EXERCISE AIM:
The required lines are those that contain "below"; pull them out of the data and copy them.

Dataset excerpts

# # #

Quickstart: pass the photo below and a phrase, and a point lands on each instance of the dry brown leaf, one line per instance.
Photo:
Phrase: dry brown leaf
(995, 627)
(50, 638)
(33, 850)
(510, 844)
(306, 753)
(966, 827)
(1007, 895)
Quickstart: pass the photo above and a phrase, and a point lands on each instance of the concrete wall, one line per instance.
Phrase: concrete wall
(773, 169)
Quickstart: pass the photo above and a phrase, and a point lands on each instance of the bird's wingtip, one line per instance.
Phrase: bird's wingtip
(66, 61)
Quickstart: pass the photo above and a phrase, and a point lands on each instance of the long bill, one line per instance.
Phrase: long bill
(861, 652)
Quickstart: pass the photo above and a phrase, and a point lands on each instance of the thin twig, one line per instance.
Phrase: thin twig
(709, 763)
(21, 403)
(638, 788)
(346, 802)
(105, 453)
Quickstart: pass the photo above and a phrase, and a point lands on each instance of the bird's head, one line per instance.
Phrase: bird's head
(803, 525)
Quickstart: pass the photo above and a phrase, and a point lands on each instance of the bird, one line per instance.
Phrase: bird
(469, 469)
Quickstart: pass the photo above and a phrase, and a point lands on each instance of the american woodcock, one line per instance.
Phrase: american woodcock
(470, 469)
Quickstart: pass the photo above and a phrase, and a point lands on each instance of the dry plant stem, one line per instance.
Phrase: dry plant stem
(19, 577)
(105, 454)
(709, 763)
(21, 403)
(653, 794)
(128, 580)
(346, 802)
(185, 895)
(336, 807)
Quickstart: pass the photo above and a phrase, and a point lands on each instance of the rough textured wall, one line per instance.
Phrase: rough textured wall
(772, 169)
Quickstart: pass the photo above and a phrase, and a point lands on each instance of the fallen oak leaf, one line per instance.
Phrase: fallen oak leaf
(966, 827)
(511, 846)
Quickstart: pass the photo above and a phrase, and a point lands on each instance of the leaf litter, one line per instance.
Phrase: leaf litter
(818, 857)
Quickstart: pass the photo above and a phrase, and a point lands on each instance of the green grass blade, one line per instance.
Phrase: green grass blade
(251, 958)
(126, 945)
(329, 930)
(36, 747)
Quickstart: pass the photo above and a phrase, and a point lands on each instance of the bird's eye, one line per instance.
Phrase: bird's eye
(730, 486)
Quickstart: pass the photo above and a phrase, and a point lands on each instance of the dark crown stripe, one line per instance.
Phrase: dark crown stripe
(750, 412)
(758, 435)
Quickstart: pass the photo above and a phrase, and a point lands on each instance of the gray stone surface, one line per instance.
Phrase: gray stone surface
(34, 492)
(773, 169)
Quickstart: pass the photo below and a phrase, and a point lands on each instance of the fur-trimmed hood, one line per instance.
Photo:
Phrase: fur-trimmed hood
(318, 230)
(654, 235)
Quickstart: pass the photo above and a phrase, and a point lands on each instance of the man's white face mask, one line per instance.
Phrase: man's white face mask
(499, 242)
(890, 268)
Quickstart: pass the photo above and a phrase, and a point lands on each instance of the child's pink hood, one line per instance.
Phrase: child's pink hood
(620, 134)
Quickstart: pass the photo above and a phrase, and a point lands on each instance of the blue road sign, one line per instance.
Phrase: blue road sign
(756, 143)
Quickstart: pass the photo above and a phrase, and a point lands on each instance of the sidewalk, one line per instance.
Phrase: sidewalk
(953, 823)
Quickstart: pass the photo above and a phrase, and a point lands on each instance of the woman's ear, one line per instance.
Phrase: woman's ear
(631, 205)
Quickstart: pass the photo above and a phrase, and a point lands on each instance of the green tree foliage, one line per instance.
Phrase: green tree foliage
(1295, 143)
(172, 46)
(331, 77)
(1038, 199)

# # #

RESPONSE BOX:
Quickstart: pass the photo below and a phrase, and a point lands on each instance of the dry brown leaf, one line per instance.
Quickstart: pass the photo below and a phrase, and a point lands on each instance of the fur-trimmed hood, one line per instance.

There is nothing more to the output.